▶ **What you need to do**
For this exercise, reproduce the entries below exactly, but only from the line containing "Q: Looking at this image, detect the road" through the line containing "Q: Looking at this image, detect the white fuselage", both included.

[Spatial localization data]
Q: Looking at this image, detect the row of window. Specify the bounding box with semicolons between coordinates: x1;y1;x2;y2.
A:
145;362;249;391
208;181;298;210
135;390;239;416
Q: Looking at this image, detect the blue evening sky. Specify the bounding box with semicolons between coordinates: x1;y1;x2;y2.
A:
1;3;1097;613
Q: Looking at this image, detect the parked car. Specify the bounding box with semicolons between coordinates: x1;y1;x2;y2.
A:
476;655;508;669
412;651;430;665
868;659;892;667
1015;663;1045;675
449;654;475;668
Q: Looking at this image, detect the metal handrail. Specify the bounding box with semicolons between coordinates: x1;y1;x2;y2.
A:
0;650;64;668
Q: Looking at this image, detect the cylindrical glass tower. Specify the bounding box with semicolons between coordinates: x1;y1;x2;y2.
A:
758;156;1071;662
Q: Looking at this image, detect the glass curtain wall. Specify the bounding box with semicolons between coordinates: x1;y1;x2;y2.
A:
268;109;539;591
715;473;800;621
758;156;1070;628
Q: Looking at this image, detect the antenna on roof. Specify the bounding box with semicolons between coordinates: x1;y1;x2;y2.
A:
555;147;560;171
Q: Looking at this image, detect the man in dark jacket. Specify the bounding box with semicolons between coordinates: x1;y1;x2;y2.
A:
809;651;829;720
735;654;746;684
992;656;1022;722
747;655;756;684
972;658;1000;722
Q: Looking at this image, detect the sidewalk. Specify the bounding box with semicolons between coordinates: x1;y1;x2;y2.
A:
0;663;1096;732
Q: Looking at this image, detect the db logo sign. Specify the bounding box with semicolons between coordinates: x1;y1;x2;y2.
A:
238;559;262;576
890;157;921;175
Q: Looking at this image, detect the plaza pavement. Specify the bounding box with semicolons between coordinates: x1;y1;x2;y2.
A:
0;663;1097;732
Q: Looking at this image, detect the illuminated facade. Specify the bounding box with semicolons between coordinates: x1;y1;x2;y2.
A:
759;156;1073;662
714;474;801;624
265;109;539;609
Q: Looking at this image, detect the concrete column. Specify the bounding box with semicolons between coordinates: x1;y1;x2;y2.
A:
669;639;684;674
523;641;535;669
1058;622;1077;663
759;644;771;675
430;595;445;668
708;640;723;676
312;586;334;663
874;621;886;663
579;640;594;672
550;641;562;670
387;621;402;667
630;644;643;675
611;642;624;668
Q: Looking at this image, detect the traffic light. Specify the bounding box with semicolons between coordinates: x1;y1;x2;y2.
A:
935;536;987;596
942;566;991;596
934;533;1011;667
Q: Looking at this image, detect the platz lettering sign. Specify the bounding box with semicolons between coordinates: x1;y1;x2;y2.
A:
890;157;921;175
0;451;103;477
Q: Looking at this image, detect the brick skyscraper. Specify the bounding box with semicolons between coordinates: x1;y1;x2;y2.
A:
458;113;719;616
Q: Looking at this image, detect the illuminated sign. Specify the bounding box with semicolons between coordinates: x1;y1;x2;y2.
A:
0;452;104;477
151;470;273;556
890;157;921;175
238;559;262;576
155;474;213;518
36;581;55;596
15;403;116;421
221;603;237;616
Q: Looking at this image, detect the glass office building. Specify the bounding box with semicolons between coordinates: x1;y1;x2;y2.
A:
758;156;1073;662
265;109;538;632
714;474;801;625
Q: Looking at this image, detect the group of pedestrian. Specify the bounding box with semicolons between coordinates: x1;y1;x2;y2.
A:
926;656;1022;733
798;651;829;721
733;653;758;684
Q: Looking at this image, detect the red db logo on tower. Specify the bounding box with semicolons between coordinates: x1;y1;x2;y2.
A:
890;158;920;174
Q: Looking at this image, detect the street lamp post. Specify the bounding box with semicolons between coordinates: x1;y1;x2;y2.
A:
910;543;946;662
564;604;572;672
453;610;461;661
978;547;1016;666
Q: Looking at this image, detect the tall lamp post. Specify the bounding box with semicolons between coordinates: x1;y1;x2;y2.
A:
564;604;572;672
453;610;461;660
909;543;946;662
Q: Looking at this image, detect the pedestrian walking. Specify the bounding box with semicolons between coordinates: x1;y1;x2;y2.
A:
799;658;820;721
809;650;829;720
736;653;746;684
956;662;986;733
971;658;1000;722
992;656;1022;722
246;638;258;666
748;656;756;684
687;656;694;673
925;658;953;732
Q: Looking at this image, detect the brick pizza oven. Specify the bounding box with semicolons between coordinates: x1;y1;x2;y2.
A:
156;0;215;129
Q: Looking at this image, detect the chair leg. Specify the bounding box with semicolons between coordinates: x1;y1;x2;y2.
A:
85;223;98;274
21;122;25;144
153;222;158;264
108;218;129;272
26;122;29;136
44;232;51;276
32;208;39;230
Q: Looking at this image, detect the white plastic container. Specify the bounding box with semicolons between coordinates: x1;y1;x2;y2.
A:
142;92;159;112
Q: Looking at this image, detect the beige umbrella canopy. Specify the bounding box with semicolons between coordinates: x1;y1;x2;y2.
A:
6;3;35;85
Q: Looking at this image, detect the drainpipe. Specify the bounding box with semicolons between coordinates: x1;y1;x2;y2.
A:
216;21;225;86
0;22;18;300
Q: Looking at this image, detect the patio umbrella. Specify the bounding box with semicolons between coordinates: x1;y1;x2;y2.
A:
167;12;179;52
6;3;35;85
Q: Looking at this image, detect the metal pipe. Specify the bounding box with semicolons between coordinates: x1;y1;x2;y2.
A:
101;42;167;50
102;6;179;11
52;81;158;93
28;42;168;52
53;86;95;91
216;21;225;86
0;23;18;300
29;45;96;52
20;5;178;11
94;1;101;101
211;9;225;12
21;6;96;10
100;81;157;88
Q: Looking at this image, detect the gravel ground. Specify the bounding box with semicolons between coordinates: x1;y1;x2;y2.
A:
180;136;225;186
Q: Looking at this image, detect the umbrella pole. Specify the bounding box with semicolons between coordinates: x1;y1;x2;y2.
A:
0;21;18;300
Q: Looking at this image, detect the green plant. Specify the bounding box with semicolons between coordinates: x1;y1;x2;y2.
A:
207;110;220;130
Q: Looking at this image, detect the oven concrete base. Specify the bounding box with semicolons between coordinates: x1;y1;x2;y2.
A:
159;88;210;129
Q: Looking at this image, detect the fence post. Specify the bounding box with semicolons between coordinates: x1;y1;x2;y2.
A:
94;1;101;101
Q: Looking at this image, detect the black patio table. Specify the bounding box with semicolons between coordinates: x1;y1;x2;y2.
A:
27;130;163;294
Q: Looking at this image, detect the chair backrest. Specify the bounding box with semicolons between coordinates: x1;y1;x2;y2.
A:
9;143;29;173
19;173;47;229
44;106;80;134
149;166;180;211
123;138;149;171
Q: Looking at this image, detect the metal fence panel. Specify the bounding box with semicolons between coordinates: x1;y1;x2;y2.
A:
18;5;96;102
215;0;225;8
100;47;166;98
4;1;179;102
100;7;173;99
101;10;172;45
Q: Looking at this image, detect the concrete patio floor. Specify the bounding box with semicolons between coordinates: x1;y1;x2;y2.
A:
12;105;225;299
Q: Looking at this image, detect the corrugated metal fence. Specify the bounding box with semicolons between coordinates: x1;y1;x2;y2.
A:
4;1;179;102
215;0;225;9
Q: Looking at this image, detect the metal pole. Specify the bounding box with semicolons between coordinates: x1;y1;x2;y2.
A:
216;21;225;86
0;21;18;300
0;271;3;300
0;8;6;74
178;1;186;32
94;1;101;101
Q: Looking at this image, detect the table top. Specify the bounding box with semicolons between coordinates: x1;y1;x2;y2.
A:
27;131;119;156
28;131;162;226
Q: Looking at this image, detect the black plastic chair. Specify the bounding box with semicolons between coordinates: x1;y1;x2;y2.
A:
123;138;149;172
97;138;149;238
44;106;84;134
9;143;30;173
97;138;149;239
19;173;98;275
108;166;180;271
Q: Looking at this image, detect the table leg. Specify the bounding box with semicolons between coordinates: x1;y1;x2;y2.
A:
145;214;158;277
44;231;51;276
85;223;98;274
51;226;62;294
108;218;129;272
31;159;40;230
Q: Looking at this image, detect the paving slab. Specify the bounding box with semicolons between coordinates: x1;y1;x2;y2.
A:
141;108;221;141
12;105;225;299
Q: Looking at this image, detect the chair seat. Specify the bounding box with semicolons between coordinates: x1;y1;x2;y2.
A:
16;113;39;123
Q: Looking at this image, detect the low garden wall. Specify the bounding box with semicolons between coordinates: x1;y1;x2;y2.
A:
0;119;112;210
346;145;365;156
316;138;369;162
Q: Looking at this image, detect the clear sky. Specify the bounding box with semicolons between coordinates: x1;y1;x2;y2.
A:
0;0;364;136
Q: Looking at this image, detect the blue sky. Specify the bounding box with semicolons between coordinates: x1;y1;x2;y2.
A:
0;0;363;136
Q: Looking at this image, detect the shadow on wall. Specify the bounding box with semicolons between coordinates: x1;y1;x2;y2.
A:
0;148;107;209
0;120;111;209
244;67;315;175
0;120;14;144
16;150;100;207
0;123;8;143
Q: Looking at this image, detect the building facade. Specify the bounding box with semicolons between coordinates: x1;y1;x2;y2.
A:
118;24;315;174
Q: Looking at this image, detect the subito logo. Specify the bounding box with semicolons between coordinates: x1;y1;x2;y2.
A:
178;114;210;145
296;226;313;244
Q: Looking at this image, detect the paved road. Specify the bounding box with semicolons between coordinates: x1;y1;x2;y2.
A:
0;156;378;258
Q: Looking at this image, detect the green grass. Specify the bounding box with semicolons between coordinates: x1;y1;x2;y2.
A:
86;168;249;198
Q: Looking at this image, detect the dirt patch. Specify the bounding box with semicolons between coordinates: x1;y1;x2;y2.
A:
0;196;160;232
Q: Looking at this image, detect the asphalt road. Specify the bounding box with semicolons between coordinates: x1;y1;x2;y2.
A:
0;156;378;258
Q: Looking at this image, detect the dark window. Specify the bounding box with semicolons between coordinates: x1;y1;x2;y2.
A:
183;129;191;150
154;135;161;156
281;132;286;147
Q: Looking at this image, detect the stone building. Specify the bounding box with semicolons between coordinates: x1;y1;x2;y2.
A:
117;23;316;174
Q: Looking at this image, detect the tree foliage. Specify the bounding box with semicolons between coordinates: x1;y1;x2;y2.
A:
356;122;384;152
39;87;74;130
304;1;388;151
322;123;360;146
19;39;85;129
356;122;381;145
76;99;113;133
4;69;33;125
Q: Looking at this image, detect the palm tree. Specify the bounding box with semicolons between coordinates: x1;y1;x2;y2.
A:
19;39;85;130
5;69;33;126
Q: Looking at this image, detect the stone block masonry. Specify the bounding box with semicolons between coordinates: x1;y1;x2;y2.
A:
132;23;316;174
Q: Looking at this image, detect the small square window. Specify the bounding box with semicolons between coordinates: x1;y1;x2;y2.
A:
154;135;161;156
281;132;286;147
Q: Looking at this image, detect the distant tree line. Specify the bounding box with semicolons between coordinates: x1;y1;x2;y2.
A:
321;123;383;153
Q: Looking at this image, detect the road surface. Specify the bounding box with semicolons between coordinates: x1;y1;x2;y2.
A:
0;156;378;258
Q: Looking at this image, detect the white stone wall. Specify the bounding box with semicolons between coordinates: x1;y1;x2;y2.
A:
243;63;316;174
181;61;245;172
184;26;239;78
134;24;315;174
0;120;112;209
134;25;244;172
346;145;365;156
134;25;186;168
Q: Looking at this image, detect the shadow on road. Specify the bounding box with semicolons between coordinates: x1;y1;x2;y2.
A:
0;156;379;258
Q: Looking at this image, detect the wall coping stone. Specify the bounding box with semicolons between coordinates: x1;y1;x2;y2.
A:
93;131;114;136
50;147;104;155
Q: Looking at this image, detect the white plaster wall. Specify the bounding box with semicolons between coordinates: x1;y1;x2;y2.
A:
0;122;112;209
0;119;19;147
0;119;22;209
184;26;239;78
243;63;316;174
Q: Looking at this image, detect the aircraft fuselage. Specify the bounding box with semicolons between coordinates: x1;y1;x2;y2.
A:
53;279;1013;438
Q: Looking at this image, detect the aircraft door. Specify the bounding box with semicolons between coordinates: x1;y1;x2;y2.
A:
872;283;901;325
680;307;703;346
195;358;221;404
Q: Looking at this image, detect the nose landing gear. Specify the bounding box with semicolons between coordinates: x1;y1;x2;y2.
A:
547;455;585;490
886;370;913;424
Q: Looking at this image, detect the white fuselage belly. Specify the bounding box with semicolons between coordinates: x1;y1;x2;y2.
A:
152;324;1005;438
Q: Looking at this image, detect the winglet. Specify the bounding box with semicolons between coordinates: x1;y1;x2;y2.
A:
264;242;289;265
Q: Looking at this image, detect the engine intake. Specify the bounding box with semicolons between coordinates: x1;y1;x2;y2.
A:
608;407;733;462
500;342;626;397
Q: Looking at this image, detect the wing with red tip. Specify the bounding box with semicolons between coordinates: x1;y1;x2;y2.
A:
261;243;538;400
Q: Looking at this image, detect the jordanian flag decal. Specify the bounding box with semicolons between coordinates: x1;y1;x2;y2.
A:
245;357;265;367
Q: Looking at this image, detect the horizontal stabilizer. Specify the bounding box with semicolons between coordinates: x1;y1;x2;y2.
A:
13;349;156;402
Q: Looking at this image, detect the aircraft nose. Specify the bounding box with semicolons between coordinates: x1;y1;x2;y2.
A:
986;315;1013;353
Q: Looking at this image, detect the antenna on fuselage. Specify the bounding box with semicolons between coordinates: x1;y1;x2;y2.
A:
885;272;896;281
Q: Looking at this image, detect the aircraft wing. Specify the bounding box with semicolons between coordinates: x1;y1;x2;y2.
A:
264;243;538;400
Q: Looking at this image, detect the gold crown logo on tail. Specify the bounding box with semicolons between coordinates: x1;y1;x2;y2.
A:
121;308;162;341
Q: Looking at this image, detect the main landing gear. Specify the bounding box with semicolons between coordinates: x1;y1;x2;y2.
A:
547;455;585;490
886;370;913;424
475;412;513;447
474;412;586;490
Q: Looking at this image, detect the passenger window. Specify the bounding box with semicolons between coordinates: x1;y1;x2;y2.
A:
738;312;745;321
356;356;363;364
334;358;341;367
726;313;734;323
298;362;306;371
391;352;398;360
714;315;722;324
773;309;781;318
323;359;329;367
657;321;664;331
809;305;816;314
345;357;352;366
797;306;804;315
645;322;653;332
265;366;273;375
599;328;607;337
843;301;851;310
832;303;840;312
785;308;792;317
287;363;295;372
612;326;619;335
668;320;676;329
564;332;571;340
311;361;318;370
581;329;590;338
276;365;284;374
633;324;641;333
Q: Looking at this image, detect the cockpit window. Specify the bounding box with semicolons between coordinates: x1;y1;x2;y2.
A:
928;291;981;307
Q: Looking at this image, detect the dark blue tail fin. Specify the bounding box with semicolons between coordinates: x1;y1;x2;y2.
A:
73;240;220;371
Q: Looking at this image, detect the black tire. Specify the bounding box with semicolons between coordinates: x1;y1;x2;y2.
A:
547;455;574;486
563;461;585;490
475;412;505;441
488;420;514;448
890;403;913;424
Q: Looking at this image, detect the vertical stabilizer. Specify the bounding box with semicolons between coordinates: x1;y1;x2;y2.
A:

▶ **Answer for this exercise**
Q: Looking at this image, detect the road surface. Specify the bounding box with semicolons between coordinates: x1;y1;x2;y2.
A:
0;156;378;258
Q: Looking at this image, detect the white stone wall. Specify the bounding box with semicolons between coordinates: x1;y1;x2;y2.
A:
243;63;316;174
181;61;245;172
184;26;239;78
134;24;315;174
0;120;112;209
134;25;244;172
346;145;365;156
134;25;186;168
Q: Looking at this image, detect the shadow on road. Specify the bounding box with semicolons between coordinates: x1;y1;x2;y2.
A:
0;156;379;258
Q: Looking at this image, detect the wall coping stone. Specify the bounding box with semicolons between coordinates: x1;y1;x2;y2.
A:
93;131;114;136
50;147;104;155
Q: Looking at this image, detect the white plaster wall. Specify the bounding box with semicolons between coordinates: x1;y1;x2;y2.
A:
0;122;112;209
0;119;19;147
0;119;22;209
184;26;239;78
243;63;316;174
Q: Looking at this image, detect the aircraft fuselage. Specify the bounding box with semicolons between coordinates: x1;y1;x2;y2.
A:
53;279;1013;438
Q: Looking at this image, detect the aircraft door. Specify the bounding box with semicolons between coordinates: x1;y1;x2;y2.
A:
872;283;901;325
680;307;703;346
195;358;221;404
Q: Looking at this image, detect the nose landing gear. Specify the bounding box with semicolons between coordinates: x1;y1;x2;y2.
A:
547;455;585;490
886;370;913;424
Q: Looking at this image, detect the white fuselage belly. Specify the bounding box with semicolons between coordinates: x1;y1;x2;y2.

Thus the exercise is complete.